Among the entries below, find the line with "Where can you see the blue leather", then quote it and each following line up to and including the line with "Write each point like <point>510,722</point>.", and nothing else.

** Opening Record extracts block **

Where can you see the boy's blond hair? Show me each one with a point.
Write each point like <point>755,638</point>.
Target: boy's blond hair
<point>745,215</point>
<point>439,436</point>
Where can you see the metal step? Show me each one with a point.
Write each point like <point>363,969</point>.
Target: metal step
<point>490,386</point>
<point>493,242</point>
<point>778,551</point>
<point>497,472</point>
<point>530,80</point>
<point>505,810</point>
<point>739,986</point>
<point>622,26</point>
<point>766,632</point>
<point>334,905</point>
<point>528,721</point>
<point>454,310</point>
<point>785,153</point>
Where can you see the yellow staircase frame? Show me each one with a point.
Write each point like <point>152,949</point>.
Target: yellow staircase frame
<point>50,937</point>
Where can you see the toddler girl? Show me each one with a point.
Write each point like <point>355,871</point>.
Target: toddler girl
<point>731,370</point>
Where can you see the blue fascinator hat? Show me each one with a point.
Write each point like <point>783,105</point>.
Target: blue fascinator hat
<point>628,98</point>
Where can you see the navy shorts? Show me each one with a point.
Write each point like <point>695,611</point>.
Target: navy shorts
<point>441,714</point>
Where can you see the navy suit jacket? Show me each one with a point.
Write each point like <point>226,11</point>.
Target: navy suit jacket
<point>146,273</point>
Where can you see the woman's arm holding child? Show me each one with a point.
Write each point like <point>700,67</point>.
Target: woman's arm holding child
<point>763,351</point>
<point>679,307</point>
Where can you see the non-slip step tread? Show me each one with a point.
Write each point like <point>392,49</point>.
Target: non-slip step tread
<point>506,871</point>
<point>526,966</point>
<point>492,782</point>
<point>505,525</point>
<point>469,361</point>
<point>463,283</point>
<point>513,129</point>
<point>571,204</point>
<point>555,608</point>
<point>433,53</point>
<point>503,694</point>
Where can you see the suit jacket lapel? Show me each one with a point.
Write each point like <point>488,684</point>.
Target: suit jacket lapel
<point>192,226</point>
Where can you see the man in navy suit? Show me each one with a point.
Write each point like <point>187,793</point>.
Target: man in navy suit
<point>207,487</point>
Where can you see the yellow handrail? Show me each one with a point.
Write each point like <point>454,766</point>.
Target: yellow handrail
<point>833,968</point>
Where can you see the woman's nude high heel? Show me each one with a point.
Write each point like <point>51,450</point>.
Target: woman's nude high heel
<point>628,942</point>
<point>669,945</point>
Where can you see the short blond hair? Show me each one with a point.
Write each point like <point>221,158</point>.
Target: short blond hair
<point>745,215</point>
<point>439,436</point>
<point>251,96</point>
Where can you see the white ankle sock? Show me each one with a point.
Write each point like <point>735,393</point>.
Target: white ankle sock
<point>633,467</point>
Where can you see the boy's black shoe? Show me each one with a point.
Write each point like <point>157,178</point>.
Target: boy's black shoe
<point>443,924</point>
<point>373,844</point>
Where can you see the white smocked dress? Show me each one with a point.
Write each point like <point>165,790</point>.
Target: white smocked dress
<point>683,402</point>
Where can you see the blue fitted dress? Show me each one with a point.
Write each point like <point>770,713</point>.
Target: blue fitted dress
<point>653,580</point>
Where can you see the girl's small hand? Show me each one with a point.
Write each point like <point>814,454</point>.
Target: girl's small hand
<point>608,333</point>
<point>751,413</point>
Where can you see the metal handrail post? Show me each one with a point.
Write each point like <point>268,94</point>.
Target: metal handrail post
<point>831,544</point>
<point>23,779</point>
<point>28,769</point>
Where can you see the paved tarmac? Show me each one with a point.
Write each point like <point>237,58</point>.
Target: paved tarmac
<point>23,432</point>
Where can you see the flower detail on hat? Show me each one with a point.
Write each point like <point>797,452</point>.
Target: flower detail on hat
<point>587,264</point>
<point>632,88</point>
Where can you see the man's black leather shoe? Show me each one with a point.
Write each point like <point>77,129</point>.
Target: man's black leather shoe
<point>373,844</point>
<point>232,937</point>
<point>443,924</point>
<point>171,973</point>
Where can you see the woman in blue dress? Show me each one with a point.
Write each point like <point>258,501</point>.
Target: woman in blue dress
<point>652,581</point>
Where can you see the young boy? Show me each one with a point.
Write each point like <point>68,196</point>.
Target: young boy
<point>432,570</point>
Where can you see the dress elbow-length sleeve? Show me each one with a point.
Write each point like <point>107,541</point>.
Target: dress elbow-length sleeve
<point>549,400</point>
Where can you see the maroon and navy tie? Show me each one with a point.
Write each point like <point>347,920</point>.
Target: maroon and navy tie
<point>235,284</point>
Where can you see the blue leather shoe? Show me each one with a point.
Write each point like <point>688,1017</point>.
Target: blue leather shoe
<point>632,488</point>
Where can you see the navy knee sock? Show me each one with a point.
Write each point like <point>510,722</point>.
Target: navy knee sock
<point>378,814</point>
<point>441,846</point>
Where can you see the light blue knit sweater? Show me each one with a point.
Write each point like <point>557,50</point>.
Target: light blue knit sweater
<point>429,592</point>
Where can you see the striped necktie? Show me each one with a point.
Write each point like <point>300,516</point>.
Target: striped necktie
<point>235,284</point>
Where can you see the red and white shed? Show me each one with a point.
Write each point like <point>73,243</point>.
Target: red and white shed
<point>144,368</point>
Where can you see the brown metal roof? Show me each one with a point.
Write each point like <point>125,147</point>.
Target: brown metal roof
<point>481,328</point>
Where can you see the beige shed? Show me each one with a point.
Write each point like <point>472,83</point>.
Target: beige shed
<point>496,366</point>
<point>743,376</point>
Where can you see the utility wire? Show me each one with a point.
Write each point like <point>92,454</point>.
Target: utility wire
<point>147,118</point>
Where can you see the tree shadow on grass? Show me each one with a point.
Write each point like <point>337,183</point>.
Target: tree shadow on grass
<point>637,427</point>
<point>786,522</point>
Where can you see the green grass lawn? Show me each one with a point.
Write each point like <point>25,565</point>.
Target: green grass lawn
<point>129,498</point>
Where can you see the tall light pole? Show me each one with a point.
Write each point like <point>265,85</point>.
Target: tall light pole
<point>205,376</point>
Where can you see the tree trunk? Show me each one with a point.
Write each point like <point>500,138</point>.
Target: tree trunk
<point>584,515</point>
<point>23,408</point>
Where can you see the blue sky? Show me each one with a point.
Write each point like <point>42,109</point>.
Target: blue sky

** Closing Record extracts block **

▶ Answer space:
Where can you see the blue leather shoe? Show me each one with a point.
Write each point like <point>688,1017</point>.
Target: blue leather shoe
<point>632,488</point>
Where can you see the navy knee sock? Show me each one with a point.
Write each point like <point>510,722</point>.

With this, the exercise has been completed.